QUOTED TEXT:
Frankly I really do not care what she knew or when she knew it.

She was the minority Senator sworn to secretcy and her only
avenue of protest was to the Majority Senator or the White House.

Base on Cheney's current 'we did not torture' tour, I can not imagine
Cheney paying any attention to protests, and the Republican
Majority set the agenda's in committees, and they protected the
Bush Administration.

So it comes down to this,...

Was there a crime committed. Did we torture. If the answer is yes,
then let the truth commissions begin!

If you are confused about if we tortured, I suggest you consider
the dead bodies of Prisoners head for questioning and the fact
that a doctor NEEDED to be present during questioning. Do
people really miss this blunt admission that damage was being
inflicted!



On May 17, 7:29 am, "\"Lone Wolf\"" <[email protected]> wrote:
> The lies of the CIA and Nancy Pelosi
> 16 May 2009
>
> Democratic Speaker of the House Nancy Pelosi charges the CIA with
> lying to her about torture in a 2002 briefing, a charge denied by the
> agency. What it is certain is that she and the Democrats have lied
> systematically to the American people to obscure their complicity in
> the crimes of the Bush administration.
>
> On Thursday, Pelosi called a Capitol Hill press conference in an
> attempt to clear the air about what she was told by the Central
> Intelligence Agency and what she knew about torture.
>
> A CIA report released last week claimed that in a September 2002
> briefing, the agency had described torture methods, including
> waterboarding, and informed Pelosi and her Republican counterpart,
> Congressman Porter Goss, that they were being employed against Abu
> Zubaydah, who by that time had been waterboarded at least 83 times.
>
> While Pelosi had given the impression that she knew nothing about this
> torture because the CIA failed to inform her in the 2002 briefing, it
> then emerged that she had been told about the active use of
> waterboarding in February 2003—just five months later—by her senior
> aide based on a subsequent briefing.
>
> In her press conference, the House speaker claimed that at the 2002
> briefing, the CIA reported that the Justice Department had issued
> memos arguing that waterboarding and other “enhanced interrogation
> techniques” were legal, but were “not being employed.”

SHORT TASK A: In the post on Pelosi and the CIA, how many times had Abu Zubaydah been waterboarded by the time of the September 2002 briefing?
SHORT TASK B: Duplicate everything in the post on Pelosi and the CIA from "Frankly I really" down to "the White House.".
SHORT TASK C: Condense the paragraph of the post on Pelosi and the CIA that begins "A CIA report released last week" into a short list that keeps its main facts.

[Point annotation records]

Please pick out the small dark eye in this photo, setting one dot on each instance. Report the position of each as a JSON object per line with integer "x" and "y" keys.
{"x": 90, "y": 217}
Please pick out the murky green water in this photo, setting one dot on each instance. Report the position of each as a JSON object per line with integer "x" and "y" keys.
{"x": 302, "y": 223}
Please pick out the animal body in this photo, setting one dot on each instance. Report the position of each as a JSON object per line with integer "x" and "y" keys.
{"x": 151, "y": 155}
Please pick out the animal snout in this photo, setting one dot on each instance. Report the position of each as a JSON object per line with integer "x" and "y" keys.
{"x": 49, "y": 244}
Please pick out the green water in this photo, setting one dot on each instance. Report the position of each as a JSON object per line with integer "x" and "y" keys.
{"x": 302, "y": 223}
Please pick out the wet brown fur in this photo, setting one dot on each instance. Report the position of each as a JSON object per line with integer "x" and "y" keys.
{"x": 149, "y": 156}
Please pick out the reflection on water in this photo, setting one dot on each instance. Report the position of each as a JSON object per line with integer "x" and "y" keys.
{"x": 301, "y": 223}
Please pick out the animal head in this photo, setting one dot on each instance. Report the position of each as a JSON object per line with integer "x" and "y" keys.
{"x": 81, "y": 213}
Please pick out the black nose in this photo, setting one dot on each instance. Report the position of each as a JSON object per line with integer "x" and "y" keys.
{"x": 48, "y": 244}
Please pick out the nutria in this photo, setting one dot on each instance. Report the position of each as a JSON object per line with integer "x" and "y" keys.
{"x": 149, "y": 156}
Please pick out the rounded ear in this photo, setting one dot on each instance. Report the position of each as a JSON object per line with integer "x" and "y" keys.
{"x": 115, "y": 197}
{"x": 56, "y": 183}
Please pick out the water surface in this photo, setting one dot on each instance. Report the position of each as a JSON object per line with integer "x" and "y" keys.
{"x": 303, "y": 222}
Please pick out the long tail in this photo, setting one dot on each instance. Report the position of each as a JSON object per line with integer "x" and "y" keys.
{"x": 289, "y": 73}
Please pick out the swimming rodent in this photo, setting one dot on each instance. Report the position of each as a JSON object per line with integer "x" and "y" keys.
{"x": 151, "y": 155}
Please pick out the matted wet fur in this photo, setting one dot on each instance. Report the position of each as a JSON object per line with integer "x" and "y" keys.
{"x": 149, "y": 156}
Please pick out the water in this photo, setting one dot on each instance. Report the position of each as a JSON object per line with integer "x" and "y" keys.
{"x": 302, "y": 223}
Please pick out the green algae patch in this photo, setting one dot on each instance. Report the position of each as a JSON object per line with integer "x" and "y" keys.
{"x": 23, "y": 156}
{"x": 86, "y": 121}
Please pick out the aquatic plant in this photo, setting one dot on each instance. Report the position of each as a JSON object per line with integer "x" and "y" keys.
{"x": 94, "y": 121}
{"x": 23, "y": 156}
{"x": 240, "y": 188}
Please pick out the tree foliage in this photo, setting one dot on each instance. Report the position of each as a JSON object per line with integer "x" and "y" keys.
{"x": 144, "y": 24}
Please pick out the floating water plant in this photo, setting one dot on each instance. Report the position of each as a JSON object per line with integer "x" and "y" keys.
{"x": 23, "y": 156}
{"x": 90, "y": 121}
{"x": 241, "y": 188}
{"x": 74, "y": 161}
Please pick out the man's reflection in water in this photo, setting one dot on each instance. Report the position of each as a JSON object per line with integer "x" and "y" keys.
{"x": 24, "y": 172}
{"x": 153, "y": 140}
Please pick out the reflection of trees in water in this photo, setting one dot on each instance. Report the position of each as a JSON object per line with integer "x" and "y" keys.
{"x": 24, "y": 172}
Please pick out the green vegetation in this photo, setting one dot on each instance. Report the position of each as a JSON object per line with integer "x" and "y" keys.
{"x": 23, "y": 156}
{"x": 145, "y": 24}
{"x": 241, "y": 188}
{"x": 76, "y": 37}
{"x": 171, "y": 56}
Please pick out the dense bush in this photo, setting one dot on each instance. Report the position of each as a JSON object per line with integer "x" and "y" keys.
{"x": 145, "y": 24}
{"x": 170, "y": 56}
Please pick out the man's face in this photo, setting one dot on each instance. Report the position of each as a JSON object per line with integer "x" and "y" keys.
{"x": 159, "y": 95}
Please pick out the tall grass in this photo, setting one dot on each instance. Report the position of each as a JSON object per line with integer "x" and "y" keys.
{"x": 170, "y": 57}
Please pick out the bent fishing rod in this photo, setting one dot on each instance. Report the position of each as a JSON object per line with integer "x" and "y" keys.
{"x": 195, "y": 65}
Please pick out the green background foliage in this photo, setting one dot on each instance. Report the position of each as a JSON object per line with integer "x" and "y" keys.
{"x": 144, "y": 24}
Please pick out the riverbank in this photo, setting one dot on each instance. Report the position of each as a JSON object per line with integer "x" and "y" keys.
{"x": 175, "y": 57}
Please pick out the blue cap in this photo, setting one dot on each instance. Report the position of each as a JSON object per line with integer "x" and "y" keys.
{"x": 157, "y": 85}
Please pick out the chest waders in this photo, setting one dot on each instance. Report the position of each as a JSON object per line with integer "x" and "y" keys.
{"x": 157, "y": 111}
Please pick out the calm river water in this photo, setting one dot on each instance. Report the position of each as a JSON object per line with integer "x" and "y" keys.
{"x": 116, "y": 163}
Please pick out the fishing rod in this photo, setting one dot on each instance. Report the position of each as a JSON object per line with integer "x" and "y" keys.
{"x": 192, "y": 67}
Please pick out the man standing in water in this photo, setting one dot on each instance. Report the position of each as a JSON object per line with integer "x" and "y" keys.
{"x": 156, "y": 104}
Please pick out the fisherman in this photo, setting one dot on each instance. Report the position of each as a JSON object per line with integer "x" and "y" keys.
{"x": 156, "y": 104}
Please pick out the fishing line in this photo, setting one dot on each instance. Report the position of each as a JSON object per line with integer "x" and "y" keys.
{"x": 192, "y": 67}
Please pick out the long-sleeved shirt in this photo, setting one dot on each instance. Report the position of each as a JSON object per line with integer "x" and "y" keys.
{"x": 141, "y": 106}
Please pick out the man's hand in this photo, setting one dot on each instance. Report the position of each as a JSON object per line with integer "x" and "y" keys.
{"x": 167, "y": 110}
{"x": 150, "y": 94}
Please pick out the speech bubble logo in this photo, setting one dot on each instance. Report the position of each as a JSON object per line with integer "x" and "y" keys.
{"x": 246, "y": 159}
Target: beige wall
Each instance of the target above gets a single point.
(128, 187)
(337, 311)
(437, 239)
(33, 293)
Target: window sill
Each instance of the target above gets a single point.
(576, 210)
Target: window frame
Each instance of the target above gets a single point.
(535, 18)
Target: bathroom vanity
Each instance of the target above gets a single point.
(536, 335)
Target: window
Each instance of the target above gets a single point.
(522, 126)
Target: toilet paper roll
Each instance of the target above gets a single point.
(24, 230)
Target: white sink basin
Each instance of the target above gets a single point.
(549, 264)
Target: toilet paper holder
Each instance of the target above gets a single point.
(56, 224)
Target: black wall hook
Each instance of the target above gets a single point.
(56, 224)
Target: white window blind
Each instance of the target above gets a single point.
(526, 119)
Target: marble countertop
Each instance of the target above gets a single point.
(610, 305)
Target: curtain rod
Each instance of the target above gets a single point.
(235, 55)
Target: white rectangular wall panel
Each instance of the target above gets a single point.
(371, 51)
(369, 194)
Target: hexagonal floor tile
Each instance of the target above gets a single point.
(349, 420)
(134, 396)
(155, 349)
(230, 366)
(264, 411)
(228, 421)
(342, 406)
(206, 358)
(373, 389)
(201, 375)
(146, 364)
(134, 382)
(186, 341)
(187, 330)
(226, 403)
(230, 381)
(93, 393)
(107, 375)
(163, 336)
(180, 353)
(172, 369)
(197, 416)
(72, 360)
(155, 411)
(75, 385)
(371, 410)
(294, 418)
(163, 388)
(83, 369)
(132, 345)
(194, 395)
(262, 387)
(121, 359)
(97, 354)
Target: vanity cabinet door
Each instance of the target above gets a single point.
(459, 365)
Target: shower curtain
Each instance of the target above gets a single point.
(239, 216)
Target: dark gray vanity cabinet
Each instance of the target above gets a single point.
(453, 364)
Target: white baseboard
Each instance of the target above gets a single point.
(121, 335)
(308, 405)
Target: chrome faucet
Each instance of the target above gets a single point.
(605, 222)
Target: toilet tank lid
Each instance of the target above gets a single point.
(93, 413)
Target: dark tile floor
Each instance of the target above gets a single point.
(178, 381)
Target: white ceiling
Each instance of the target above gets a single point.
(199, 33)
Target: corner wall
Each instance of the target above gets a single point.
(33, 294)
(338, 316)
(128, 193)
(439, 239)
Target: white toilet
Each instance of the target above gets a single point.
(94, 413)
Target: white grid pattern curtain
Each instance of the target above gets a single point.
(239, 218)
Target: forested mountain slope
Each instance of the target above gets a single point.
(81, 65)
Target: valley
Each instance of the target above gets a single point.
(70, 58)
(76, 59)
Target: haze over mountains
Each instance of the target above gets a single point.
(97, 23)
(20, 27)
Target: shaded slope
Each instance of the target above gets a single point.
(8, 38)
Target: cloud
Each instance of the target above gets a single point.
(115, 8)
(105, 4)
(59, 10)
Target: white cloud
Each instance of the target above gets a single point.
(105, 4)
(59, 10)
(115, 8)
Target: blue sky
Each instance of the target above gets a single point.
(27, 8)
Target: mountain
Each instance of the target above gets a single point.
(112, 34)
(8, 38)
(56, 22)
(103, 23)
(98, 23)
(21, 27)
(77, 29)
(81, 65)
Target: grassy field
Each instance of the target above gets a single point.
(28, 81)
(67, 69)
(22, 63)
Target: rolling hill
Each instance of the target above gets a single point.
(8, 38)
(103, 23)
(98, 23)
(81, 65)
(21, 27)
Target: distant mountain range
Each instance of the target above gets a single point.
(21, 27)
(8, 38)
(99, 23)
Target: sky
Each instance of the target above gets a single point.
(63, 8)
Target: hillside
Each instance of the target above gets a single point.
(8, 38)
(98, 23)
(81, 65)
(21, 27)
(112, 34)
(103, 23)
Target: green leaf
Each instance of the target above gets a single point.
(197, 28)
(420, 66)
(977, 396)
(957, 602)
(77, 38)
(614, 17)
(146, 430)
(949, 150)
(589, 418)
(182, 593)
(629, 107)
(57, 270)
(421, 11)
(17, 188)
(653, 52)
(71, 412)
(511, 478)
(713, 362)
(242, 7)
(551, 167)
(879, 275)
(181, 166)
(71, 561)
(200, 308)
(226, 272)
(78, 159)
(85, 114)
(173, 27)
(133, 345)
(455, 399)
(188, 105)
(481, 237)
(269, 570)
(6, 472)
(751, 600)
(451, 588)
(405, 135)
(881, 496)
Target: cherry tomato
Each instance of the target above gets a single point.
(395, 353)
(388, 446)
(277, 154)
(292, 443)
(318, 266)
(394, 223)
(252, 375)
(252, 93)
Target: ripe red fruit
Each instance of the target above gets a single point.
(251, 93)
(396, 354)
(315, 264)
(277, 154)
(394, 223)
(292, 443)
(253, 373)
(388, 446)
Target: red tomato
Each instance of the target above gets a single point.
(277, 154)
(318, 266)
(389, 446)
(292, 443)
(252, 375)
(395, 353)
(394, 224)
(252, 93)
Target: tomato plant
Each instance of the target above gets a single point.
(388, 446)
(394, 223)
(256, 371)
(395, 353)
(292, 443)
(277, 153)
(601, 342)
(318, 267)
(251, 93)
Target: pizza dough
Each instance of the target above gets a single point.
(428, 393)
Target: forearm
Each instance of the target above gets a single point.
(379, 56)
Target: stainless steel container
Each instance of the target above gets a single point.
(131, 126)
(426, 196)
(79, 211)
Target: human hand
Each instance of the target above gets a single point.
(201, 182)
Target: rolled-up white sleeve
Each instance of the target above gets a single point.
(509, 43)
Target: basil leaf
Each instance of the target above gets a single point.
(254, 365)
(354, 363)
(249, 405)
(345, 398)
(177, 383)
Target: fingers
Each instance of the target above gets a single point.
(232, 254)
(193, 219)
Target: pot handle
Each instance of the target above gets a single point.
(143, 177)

CORRECT ANSWER A: At least 83 times.

CORRECT ANSWER B:
Frankly I really do not care what she knew or when she knew it.

She was the minority Senator sworn to secretcy and her only
avenue of protest was to the Majority Senator or the White House.

CORRECT ANSWER C:
- A CIA report released last week claimed the agency briefed Pelosi and Republican Congressman Porter Goss in September 2002.
- At that briefing, the agency described torture methods, including waterboarding.
- It told them these methods were being used against Abu Zubaydah.
- By then, Abu Zubaydah had been waterboarded at least 83 times.